Request a — What are the short headings of the numbered steps under "How to Answer This Question" on the page about reversing nodes in k-groups?

Reverse Nodes in k-Group
Given a linked list, reverse the nodes of a linked list $k$ at a time and return its modified head.
Why Interviewers Ask This
Microsoft uses this problem to evaluate a candidate's mastery of pointer manipulation and edge-case handling in linked lists. It tests the ability to decompose complex state changes into modular steps while maintaining O(1) space complexity. Interviewers specifically look for how you manage group boundaries and handle incomplete final groups without crashing or creating memory leaks.
How to Answer This Question
1. Clarify constraints: Confirm if the list length is always a multiple of k, as Microsoft often expects you to leave the remainder untouched. 2. Visualize the structure: Sketch two pointers, one tracking the start of the current group and another tracking the node before it to maintain connectivity. 3. Implement a helper function: Create a dedicated routine to reverse exactly k nodes to keep your main logic clean and readable. 4. Iterate with safety checks: In your main loop, first verify if k nodes exist; if not, break immediately to preserve the tail. 5. Stitch segments: After reversing a group, carefully update the previous tail's next pointer to the new head of the reversed segment. 6. Optimize: Ensure you traverse the list only once, avoiding recursion to prevent stack overflow on large inputs.

(Segmentation mask data)
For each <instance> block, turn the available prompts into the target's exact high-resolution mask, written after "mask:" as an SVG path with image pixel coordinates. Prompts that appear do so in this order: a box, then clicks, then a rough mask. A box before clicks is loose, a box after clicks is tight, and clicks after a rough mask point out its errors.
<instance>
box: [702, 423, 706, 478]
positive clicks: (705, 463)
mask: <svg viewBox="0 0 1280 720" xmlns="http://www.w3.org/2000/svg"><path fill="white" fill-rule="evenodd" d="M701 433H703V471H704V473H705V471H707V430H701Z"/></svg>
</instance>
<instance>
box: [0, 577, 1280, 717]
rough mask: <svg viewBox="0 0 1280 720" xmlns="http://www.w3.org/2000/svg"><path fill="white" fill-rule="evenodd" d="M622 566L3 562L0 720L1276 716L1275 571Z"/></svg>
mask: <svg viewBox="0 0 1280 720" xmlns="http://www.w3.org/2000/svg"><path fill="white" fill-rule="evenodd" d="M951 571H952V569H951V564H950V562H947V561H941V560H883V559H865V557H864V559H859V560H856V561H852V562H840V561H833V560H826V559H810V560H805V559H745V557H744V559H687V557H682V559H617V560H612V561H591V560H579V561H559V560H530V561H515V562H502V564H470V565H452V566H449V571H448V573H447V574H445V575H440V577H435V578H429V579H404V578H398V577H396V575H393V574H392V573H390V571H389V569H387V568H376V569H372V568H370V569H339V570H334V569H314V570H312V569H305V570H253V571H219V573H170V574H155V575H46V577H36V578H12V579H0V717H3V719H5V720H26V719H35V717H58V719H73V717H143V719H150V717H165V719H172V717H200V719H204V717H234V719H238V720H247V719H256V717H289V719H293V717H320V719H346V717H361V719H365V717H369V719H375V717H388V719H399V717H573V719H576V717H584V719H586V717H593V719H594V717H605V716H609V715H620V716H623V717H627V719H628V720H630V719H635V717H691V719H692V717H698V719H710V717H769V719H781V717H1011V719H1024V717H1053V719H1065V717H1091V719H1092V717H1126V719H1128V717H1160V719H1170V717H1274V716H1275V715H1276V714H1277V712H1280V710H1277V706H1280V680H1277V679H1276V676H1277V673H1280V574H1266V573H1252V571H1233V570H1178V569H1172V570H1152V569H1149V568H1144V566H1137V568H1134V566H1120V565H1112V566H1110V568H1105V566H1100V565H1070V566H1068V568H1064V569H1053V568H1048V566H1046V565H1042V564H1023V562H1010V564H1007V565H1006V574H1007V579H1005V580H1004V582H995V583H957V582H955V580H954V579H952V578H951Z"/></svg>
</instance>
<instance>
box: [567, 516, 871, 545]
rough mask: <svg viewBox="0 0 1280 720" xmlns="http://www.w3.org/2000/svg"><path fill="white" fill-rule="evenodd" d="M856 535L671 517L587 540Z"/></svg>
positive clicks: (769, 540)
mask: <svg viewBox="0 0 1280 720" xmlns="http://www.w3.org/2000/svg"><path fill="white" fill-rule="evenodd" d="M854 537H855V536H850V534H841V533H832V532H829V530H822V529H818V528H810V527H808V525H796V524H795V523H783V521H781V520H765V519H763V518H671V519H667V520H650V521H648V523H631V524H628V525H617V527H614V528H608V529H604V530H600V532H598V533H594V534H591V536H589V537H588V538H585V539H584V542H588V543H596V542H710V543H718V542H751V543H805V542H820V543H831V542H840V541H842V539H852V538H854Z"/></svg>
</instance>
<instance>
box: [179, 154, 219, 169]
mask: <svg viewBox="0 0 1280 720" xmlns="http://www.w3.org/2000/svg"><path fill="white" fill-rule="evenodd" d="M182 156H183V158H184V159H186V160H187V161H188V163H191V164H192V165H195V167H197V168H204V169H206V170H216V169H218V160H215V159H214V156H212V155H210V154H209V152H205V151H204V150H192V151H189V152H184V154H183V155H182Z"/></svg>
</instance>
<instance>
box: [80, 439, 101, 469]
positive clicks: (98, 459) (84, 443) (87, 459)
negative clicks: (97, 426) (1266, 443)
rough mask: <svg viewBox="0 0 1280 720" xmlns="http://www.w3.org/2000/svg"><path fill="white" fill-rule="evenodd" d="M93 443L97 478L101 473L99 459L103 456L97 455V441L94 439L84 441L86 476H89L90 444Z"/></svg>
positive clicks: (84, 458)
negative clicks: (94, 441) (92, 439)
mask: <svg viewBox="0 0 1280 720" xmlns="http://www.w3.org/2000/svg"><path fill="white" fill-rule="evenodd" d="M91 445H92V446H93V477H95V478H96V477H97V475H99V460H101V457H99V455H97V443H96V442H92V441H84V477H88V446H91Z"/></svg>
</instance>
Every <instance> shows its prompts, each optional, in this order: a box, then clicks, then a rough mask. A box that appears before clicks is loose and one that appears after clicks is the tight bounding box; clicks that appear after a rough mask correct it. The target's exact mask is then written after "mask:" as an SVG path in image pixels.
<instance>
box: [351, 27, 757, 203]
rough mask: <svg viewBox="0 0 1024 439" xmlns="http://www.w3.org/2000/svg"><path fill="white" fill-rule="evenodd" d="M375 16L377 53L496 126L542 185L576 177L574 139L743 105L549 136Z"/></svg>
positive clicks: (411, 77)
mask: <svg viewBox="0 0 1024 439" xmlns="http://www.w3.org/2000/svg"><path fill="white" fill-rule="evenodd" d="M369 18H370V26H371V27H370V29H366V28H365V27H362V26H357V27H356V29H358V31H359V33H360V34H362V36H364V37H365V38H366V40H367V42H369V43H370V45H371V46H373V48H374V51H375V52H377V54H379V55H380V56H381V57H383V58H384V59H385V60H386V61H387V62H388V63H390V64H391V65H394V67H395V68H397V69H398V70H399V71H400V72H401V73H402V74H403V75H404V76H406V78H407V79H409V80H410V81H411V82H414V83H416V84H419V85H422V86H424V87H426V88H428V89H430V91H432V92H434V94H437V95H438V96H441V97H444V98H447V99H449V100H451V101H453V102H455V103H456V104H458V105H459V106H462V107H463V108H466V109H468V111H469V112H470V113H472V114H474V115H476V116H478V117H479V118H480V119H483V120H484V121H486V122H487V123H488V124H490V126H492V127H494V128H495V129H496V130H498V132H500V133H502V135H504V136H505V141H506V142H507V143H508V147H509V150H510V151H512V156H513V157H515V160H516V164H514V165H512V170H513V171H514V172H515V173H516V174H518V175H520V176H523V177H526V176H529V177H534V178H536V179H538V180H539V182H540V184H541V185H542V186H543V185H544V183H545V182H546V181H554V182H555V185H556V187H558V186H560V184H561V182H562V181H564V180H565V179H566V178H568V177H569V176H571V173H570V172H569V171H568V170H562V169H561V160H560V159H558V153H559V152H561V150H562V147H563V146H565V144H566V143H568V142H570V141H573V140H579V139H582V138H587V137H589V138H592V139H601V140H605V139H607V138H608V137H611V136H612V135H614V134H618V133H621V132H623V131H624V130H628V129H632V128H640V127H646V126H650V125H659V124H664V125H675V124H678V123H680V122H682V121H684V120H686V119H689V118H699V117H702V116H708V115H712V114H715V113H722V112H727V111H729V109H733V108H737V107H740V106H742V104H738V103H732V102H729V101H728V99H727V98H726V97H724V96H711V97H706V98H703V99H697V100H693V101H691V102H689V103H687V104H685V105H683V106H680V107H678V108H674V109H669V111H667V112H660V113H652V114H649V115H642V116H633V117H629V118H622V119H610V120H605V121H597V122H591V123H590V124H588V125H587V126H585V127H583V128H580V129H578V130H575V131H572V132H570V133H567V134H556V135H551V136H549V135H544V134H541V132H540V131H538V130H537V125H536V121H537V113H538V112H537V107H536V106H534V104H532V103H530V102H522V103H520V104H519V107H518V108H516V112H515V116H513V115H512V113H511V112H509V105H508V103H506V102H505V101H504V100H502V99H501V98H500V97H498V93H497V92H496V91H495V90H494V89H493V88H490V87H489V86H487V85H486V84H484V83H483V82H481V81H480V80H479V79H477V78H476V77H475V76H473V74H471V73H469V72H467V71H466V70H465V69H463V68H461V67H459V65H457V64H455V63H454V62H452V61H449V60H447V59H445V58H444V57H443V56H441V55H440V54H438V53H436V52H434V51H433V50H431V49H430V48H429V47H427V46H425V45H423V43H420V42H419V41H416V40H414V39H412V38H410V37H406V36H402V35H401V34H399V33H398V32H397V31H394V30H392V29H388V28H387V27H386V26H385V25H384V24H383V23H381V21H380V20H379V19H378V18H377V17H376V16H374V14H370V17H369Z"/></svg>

Request b — Could you rewrite the rows from their first line through the line containing "positive clicks: (705, 463)", changing "clicks" to "points" and leaving everything else unchanged?

Task answer a —
1. Clarify constraints
2. Visualize the structure
3. Implement a helper function
4. Iterate with safety checks
5. Stitch segments
6. Optimize

Task answer b —
For each <instance> block, turn the available prompts into the target's exact high-resolution mask, written after "mask:" as an SVG path with image pixel coordinates. Prompts that appear do so in this order: a box, then points, then a rough mask. A box before points is loose, a box after points is tight, and points after a rough mask point out its errors.
<instance>
box: [702, 423, 706, 478]
positive points: (705, 463)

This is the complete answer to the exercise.